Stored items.

===============

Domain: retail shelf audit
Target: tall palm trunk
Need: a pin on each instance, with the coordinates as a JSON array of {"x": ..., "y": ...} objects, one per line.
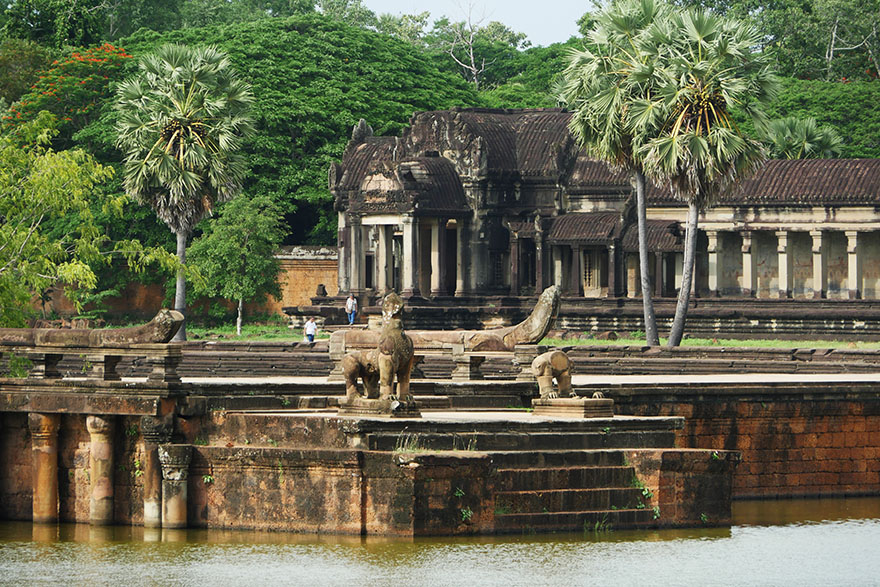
[
  {"x": 687, "y": 277},
  {"x": 238, "y": 319},
  {"x": 180, "y": 293},
  {"x": 651, "y": 336}
]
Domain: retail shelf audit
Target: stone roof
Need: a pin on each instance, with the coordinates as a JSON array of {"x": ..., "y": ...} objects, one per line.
[
  {"x": 585, "y": 228},
  {"x": 527, "y": 145},
  {"x": 423, "y": 186},
  {"x": 662, "y": 236}
]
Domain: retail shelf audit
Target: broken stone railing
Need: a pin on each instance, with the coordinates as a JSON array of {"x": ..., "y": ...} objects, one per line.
[
  {"x": 468, "y": 349},
  {"x": 100, "y": 350},
  {"x": 467, "y": 363}
]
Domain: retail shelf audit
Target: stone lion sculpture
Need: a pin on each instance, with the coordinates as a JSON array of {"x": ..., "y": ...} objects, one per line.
[
  {"x": 377, "y": 368},
  {"x": 550, "y": 365}
]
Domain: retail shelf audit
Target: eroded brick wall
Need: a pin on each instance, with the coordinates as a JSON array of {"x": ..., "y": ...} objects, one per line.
[
  {"x": 73, "y": 470},
  {"x": 792, "y": 447}
]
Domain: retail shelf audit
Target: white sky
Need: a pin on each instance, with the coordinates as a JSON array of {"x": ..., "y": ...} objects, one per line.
[{"x": 544, "y": 21}]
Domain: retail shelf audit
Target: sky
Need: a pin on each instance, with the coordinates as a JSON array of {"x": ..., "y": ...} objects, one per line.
[{"x": 544, "y": 21}]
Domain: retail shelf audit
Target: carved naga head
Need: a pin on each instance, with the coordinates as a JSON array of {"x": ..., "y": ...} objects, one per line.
[{"x": 392, "y": 307}]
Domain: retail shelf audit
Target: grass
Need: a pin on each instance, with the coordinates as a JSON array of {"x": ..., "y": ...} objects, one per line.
[
  {"x": 277, "y": 332},
  {"x": 722, "y": 342}
]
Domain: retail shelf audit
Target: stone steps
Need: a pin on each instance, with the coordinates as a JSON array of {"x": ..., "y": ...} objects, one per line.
[
  {"x": 593, "y": 521},
  {"x": 538, "y": 479},
  {"x": 569, "y": 500},
  {"x": 525, "y": 441},
  {"x": 558, "y": 458}
]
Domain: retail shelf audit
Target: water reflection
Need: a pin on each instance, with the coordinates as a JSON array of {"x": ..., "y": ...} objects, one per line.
[{"x": 811, "y": 542}]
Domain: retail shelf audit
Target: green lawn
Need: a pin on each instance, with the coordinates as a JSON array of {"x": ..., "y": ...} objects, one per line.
[
  {"x": 269, "y": 332},
  {"x": 723, "y": 342}
]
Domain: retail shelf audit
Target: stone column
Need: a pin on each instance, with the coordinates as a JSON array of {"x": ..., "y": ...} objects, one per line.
[
  {"x": 100, "y": 469},
  {"x": 410, "y": 256},
  {"x": 576, "y": 271},
  {"x": 383, "y": 259},
  {"x": 633, "y": 283},
  {"x": 557, "y": 266},
  {"x": 343, "y": 254},
  {"x": 658, "y": 274},
  {"x": 44, "y": 441},
  {"x": 819, "y": 265},
  {"x": 436, "y": 258},
  {"x": 514, "y": 266},
  {"x": 539, "y": 260},
  {"x": 854, "y": 265},
  {"x": 358, "y": 269},
  {"x": 786, "y": 266},
  {"x": 175, "y": 474},
  {"x": 154, "y": 431},
  {"x": 750, "y": 269},
  {"x": 712, "y": 249},
  {"x": 613, "y": 290},
  {"x": 460, "y": 257}
]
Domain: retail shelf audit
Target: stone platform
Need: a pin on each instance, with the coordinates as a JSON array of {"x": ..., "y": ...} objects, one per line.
[{"x": 483, "y": 472}]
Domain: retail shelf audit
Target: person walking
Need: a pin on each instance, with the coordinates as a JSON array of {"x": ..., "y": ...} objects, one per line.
[
  {"x": 351, "y": 308},
  {"x": 311, "y": 329}
]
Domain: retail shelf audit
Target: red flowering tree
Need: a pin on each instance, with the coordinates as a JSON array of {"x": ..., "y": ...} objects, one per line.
[{"x": 74, "y": 89}]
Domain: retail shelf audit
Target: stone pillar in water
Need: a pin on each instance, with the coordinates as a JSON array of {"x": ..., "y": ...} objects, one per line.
[
  {"x": 100, "y": 469},
  {"x": 175, "y": 473},
  {"x": 44, "y": 440},
  {"x": 155, "y": 431}
]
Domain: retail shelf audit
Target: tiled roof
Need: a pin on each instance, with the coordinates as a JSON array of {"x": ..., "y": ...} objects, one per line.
[
  {"x": 358, "y": 158},
  {"x": 585, "y": 228},
  {"x": 662, "y": 235},
  {"x": 518, "y": 144},
  {"x": 424, "y": 186}
]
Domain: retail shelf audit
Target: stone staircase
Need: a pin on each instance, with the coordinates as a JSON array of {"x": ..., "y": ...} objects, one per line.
[
  {"x": 559, "y": 491},
  {"x": 572, "y": 476}
]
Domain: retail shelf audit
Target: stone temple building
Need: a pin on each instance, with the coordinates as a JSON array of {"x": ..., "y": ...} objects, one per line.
[{"x": 502, "y": 202}]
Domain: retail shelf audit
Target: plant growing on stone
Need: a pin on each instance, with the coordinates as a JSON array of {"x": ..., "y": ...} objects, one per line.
[{"x": 182, "y": 119}]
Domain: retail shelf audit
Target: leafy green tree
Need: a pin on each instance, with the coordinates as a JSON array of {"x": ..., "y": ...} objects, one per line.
[
  {"x": 406, "y": 27},
  {"x": 849, "y": 108},
  {"x": 351, "y": 12},
  {"x": 796, "y": 138},
  {"x": 75, "y": 89},
  {"x": 483, "y": 53},
  {"x": 706, "y": 65},
  {"x": 812, "y": 39},
  {"x": 603, "y": 85},
  {"x": 56, "y": 23},
  {"x": 313, "y": 78},
  {"x": 20, "y": 64},
  {"x": 49, "y": 235},
  {"x": 181, "y": 123},
  {"x": 235, "y": 253}
]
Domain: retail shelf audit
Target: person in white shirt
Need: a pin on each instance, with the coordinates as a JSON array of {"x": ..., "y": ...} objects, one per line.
[
  {"x": 351, "y": 308},
  {"x": 311, "y": 329}
]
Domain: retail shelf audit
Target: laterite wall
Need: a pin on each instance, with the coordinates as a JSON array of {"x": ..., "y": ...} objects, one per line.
[{"x": 799, "y": 444}]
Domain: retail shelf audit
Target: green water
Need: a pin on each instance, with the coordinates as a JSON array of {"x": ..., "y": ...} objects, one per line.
[{"x": 802, "y": 542}]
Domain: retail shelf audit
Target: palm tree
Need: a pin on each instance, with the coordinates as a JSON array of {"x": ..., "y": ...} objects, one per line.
[
  {"x": 600, "y": 85},
  {"x": 708, "y": 68},
  {"x": 182, "y": 119},
  {"x": 802, "y": 138}
]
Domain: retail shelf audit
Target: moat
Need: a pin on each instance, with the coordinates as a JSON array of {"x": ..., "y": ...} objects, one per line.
[{"x": 772, "y": 542}]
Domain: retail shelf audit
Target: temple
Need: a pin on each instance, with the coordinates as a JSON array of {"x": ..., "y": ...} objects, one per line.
[{"x": 502, "y": 202}]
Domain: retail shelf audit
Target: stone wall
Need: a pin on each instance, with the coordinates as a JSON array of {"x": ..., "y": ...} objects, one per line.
[
  {"x": 798, "y": 445},
  {"x": 73, "y": 469}
]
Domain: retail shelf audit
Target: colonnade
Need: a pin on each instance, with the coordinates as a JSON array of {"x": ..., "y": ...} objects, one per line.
[
  {"x": 810, "y": 263},
  {"x": 165, "y": 470},
  {"x": 422, "y": 257}
]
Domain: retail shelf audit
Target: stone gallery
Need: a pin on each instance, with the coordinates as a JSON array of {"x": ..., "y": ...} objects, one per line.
[{"x": 479, "y": 201}]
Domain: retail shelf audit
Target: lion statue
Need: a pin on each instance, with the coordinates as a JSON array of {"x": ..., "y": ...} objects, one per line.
[{"x": 377, "y": 368}]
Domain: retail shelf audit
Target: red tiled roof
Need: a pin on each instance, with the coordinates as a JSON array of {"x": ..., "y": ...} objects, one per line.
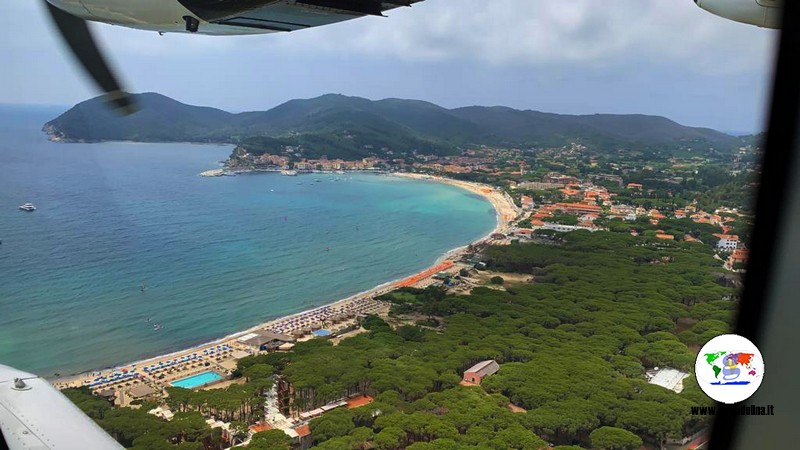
[
  {"x": 259, "y": 427},
  {"x": 303, "y": 430}
]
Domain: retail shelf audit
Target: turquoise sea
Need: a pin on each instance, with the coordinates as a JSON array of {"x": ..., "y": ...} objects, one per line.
[{"x": 217, "y": 255}]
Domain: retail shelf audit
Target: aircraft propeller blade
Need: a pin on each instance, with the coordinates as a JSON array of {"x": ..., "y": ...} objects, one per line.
[{"x": 77, "y": 35}]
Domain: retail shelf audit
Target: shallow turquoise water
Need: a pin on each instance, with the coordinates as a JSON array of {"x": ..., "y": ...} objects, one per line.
[
  {"x": 216, "y": 255},
  {"x": 197, "y": 380}
]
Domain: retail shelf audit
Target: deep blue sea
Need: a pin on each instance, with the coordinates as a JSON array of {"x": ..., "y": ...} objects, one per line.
[{"x": 217, "y": 255}]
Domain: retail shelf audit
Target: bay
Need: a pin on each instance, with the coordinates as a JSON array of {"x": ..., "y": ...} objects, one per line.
[{"x": 216, "y": 255}]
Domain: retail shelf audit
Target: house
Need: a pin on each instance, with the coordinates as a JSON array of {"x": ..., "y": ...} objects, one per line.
[
  {"x": 478, "y": 372},
  {"x": 142, "y": 390},
  {"x": 727, "y": 241},
  {"x": 265, "y": 340}
]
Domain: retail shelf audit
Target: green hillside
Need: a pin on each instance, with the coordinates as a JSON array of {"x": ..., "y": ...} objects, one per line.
[{"x": 348, "y": 127}]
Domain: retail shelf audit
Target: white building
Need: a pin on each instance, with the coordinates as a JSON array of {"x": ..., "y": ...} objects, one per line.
[
  {"x": 669, "y": 378},
  {"x": 728, "y": 242}
]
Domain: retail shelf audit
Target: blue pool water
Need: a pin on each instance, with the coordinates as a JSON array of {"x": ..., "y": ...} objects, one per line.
[
  {"x": 214, "y": 255},
  {"x": 197, "y": 380}
]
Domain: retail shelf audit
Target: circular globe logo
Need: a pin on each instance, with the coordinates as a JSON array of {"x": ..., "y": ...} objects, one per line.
[{"x": 729, "y": 368}]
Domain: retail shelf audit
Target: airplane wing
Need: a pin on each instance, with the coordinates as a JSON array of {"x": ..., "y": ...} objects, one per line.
[
  {"x": 35, "y": 416},
  {"x": 282, "y": 15}
]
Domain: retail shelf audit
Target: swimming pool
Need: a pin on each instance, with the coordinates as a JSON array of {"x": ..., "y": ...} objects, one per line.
[{"x": 197, "y": 380}]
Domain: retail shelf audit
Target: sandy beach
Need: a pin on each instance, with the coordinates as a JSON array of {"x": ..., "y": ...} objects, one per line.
[{"x": 221, "y": 355}]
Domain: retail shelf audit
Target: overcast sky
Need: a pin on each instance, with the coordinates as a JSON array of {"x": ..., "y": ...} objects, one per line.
[{"x": 663, "y": 57}]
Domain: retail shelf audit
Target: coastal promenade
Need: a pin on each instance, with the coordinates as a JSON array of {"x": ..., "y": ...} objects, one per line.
[{"x": 220, "y": 356}]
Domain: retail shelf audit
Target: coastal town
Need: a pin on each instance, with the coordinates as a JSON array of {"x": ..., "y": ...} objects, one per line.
[{"x": 531, "y": 210}]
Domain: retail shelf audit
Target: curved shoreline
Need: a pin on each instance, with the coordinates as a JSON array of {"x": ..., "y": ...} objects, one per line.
[{"x": 505, "y": 213}]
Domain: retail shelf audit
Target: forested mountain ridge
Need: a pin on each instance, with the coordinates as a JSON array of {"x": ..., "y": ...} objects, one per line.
[{"x": 356, "y": 127}]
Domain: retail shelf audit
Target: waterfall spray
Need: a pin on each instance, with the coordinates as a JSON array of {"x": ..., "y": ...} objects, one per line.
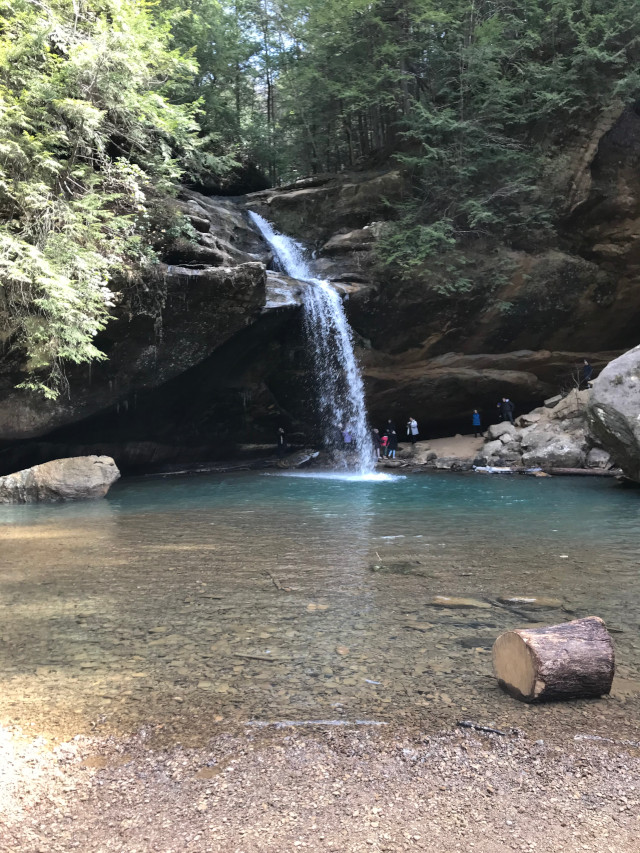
[{"x": 338, "y": 381}]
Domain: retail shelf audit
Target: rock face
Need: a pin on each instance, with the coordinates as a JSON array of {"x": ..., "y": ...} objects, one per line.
[
  {"x": 614, "y": 411},
  {"x": 78, "y": 478},
  {"x": 210, "y": 355},
  {"x": 548, "y": 437}
]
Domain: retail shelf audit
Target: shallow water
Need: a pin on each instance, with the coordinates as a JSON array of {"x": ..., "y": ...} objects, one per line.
[{"x": 189, "y": 601}]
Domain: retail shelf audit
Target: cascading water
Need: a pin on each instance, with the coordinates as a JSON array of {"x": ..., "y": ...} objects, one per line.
[{"x": 338, "y": 380}]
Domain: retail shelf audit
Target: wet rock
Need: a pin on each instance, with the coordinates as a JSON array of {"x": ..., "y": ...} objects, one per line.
[
  {"x": 598, "y": 458},
  {"x": 501, "y": 429},
  {"x": 614, "y": 409},
  {"x": 76, "y": 478},
  {"x": 550, "y": 402},
  {"x": 533, "y": 602},
  {"x": 298, "y": 459},
  {"x": 561, "y": 452},
  {"x": 453, "y": 601},
  {"x": 493, "y": 448}
]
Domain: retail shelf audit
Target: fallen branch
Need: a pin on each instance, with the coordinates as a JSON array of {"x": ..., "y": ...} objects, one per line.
[{"x": 468, "y": 724}]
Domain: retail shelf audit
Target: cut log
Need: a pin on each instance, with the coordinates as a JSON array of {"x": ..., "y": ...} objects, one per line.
[{"x": 574, "y": 660}]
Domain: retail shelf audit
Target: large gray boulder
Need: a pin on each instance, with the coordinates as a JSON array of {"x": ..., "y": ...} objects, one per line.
[
  {"x": 614, "y": 411},
  {"x": 76, "y": 478},
  {"x": 560, "y": 452}
]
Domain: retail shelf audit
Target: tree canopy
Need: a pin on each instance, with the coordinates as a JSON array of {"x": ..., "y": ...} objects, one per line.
[{"x": 106, "y": 106}]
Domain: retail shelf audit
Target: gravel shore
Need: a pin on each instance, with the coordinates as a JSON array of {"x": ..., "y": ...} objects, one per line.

===============

WHAT TO PRODUCE. Reproduce every line above containing "turquoise".

OUTPUT OF THE TASK.
Target: turquoise sea
Target: shallow turquoise water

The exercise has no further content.